◆ Aim
Restate the complete material exactly.
----- Data provided
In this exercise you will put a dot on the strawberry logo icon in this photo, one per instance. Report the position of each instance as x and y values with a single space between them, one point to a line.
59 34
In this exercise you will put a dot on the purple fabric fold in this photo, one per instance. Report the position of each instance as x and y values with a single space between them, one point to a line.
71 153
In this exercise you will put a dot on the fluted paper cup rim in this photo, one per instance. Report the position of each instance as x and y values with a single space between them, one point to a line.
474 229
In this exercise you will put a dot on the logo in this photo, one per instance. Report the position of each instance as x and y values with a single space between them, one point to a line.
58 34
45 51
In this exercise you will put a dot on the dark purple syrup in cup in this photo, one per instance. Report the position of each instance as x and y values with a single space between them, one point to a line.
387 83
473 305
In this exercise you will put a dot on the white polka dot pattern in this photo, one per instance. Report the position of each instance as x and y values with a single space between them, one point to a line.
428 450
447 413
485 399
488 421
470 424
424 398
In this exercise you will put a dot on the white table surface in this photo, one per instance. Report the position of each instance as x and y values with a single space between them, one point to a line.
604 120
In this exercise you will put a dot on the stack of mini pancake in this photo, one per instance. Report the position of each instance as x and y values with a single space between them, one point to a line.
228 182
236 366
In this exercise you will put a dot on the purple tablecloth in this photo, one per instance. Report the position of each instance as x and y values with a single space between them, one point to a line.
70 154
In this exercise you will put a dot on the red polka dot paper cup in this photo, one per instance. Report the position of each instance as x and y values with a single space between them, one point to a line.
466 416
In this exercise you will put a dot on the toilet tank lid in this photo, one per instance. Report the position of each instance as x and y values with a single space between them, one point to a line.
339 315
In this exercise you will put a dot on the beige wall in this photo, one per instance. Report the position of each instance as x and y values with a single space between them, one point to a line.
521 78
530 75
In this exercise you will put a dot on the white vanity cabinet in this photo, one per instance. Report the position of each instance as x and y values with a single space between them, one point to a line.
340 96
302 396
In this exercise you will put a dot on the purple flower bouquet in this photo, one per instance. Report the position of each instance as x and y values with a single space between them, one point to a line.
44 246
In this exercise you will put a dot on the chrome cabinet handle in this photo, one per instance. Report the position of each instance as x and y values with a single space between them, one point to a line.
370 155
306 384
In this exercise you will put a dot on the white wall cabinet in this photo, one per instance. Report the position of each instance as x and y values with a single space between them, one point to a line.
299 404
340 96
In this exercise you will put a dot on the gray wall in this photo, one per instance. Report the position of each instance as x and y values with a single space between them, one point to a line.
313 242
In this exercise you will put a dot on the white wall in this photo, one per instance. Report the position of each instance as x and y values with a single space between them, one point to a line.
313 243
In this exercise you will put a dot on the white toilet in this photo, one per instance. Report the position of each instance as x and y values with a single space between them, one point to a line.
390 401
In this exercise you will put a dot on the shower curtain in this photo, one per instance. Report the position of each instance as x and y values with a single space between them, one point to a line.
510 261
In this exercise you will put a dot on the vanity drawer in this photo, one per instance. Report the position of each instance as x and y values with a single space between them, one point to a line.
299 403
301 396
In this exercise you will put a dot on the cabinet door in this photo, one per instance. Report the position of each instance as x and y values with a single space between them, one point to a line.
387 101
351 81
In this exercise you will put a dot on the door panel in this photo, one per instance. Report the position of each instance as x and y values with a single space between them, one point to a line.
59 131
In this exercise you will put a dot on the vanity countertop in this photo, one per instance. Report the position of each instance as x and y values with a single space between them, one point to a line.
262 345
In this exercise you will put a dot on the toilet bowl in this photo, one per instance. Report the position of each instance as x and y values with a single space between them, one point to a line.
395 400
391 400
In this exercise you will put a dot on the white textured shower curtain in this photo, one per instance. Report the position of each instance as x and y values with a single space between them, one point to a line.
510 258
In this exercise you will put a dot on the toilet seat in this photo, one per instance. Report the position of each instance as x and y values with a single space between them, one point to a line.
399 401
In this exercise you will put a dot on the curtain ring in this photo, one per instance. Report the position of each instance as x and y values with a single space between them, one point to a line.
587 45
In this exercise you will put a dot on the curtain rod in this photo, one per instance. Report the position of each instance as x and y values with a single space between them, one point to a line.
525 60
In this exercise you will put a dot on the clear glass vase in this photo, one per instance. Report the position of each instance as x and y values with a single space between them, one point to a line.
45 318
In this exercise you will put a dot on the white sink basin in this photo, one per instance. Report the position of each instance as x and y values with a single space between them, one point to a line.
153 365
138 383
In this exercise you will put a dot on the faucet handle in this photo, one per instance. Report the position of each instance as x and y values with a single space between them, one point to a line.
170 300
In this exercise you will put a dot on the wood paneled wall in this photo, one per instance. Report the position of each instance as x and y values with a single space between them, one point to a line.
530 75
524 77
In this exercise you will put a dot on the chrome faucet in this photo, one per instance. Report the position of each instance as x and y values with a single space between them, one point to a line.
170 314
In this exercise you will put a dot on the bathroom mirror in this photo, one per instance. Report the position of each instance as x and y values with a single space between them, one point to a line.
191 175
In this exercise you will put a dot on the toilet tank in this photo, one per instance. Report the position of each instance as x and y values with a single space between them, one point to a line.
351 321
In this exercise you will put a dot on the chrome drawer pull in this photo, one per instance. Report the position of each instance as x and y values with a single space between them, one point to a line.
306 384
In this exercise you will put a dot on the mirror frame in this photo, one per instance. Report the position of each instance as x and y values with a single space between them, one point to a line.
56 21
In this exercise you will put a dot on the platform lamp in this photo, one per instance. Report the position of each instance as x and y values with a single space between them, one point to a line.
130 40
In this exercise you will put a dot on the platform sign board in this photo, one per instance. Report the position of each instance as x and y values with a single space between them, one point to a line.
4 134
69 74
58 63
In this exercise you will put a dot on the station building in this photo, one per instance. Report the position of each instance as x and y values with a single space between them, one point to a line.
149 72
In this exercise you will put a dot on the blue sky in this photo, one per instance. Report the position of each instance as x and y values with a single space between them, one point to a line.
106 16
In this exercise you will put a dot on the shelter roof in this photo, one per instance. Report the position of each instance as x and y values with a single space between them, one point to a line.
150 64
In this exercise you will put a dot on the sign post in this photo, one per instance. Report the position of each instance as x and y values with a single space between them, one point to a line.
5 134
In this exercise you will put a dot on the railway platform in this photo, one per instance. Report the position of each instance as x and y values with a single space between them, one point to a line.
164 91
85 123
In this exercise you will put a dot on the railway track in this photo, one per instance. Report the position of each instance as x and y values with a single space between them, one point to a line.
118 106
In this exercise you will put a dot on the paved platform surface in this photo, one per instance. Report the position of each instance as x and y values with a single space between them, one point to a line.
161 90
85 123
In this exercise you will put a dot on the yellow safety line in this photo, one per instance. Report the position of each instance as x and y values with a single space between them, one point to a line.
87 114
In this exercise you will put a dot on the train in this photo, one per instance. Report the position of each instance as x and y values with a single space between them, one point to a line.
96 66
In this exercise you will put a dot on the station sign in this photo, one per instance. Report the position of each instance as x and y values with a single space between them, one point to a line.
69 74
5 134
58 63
----------
◆ Task solution
In this exercise you will put a dot on the strawberry logo icon in this photo, one per instance. Report the position of each instance as x and y values with a single space between them, one point to a line.
59 34
In this exercise you will put a dot on the purple fabric fold in this photo, one per instance. Report the position of each instance as x and y values with a single space between them, one point to a line.
71 153
In this exercise you will put a dot on the fluted paper cup rim in this photo, one per instance. Report the position of each instance as x and y values with a single space between them, one point to a line.
474 229
In this exercise you will put a dot on the logo in this photo, one per instance. Report the position of each instance as x and y values with a single space between them, one point to a line.
58 34
45 51
In this exercise you will put a dot on the dark purple syrup in cup in this photo, one per instance. Report the position of each instance as x and y values with a single space between them, one point to a line.
387 83
473 305
In this exercise you will put a dot on the white polka dot pattern in this photo, one per instance. Report the position of each instance as x and y values with a single space between them, one point to a line.
428 450
447 413
485 399
488 421
470 424
424 398
In this exercise you will put a dot on the white table surface in this photo, one per instance. Report the position of each instance as x and y values with a single space between them, one point to a line.
604 120
In this exercise you will put a dot on the stack of mini pancake in this photo, one per instance. Report the position of each instance as x and y values with a single space between them, one point to a line.
228 182
236 366
In this exercise you will put a dot on the purple tablecloth in this photo, one per instance. Report the position of each instance as x and y values with a single space between them, one point to a line.
70 154
In this exercise you will put a dot on the red polka dot paper cup in this photo, one per instance. Report the position of each instance as x and y values with a single space between them, one point to a line.
466 416
In this exercise you will put a dot on the toilet tank lid in this photo, one per instance. Report the position of each instance as x and y values with a single space between them, one point to a line.
339 315
In this exercise you will put a dot on the beige wall in this photo, one per instance. Report the position of each instance as x and y values with a single space between them, one point to a line.
521 78
530 75
In this exercise you will put a dot on the white vanity cabinet in this photo, one per instance. Report the position of each instance as x and y values with a single space between them, one point to a line.
340 96
302 396
In this exercise you will put a dot on the purple flower bouquet in this photo, one per instance. Report the position of each instance as x and y values with a single space between them, one point to a line.
44 246
In this exercise you will put a dot on the chrome cabinet handle in this photo, one per instance. Report the position of each instance as x and y values with a single space between them, one point to a line.
370 155
306 384
In this exercise you will put a dot on the white wall cabinet in this photo, one per instance. Report the position of each instance as x and y values with a single space between them, one point to a line.
299 404
340 96
In this exercise you will put a dot on the gray wall in this photo, one per instance. Report the position of each instance as x and y values with a single space between them, one point to a line.
313 242
In this exercise you will put a dot on the white wall in this photo, one per instance. Report the position of each instance as x and y values with a single space between them, one point to a line.
313 243
In this exercise you will put a dot on the white toilet in this photo, one per instance. Report the position of each instance as x and y values with a single space between them, one point to a line.
390 401
In this exercise you will put a dot on the shower curtain in this photo, one per instance. Report the position of each instance as x and y values with a single space between them, one point to a line.
510 261
In this exercise you will put a dot on the vanity drawer in this photo, one per instance. Report the position of each instance as x and y values with a single space between them, one point to a line.
299 403
301 396
In this exercise you will put a dot on the cabinet door in this photo, one per instance. Report the position of each instance as x and y values with a single space between them, one point to a line.
387 101
351 81
In this exercise you will put a dot on the door panel in this photo, one per instance. Report the position of each instance as x and y values with a single space between them, one point to a line.
59 131
In this exercise you will put a dot on the vanity countertop in this photo, one per instance. Report the position of each instance as x and y values with a single space between them, one point to a line.
262 345
In this exercise you will put a dot on the toilet bowl in this photo, one per instance. Report the position of each instance as x and y values with a single space between them, one point to a line.
395 400
391 400
In this exercise you will put a dot on the white textured shower curtain in this photo, one per instance. Report the position of each instance as x and y values with a single space between them, one point to a line.
510 258
In this exercise you will put a dot on the toilet seat in this photo, one per instance. Report the position of each instance as x and y values with a single space between them, one point to a line.
399 401
In this exercise you will put a dot on the curtain ring in this photo, one per instance. Report the position of each instance as x and y values with a single space between them, one point to a line.
587 45
In this exercise you will put a dot on the curtain rod in this photo, one per instance. Report the position of each instance as x and y values with a single space between them, one point to a line.
525 60
In this exercise you will put a dot on the clear glass vase in this photo, one per instance. Report the position of each instance as x and y values with a single space between them, one point to a line.
45 318
In this exercise you will put a dot on the white sink basin in this photo, one per instance. Report the position of each instance as x and y values with a single space between them, one point to a line.
153 365
138 383
In this exercise you will put a dot on the faucet handle in this photo, one per instance. Report the position of each instance as x and y values with a single space between them, one point to a line.
170 300
In this exercise you will put a dot on the wood paneled wall in this photo, one per instance. Report the position of each instance as x and y values with a single space between them, one point to a line.
530 75
524 77
In this exercise you will put a dot on the chrome faucet in this photo, one per instance. Report the position of each instance as x and y values with a single space between them, one point to a line.
170 314
In this exercise you will put a dot on the bathroom mirror in this photo, one per instance. Report the position of each instance as x and y values with a single space between them, one point to a line.
191 175
In this exercise you will put a dot on the toilet tank in this photo, one per instance. Report the position of each instance as x and y values with a single space between them, one point to a line.
351 321
In this exercise you will put a dot on the chrome drawer pull in this photo, one per instance. Report the position of each instance as x and y values with a single space between them, one point to a line.
306 384
In this exercise you will put a dot on the mirror frame in this photo, one per instance. Report the position of each instance as x and y values with a single space between them, one point to a line.
56 21
In this exercise you will put a dot on the platform lamp in this photo, one per instance. Report the position of each instance as x and y values with a single space between them, one point to a line.
130 40
In this exercise you will put a dot on the platform sign board in this photo, one per instance. Report the position of each instance as x and y values with a single space between them, one point to a line.
4 134
69 74
58 63
In this exercise you will put a dot on the station building in this photo, one per instance. Report the position of each instance as x and y values with a single space between them, one point to a line.
149 72
In this exercise you will put a dot on the blue sky in this photo, one per instance. Report the position of each instance as x and y values with a single space between them, one point to a line.
106 16
In this exercise you will put a dot on the shelter roof in this photo, one per instance. Report the position of each instance as x and y values with a single space between them, one point to a line.
150 64
In this exercise you will put a dot on the sign post in this photo, one per instance. Report the position of each instance as x and y values with a single space between them, one point to a line.
5 134
In this exercise you will put a dot on the railway platform in this photo, one per instance. Report the position of each instance as x and y values with a single space between them, one point to a line.
164 91
85 123
In this exercise you will put a dot on the railway track in this photo, one per instance. Report the position of each instance as x and y values with a single space between them, one point to a line.
118 106
In this exercise you will put a dot on the paved platform surface in this photo, one per instance. Report the position of each instance as x and y values with a single space between them, one point to a line.
161 90
85 123
In this exercise you will put a dot on the yellow safety line in this photo, one per instance. Report the position of each instance as x and y values with a single space between them, one point to a line.
87 114
In this exercise you will put a dot on the train in this photo, one per instance. Report the position of each instance as x and y values with a single space between them, one point to a line.
96 66
In this exercise you will put a dot on the station sign in this photo, one per instance. Report the position of each instance as x and y values with a single space between them, one point to a line.
69 74
5 134
58 63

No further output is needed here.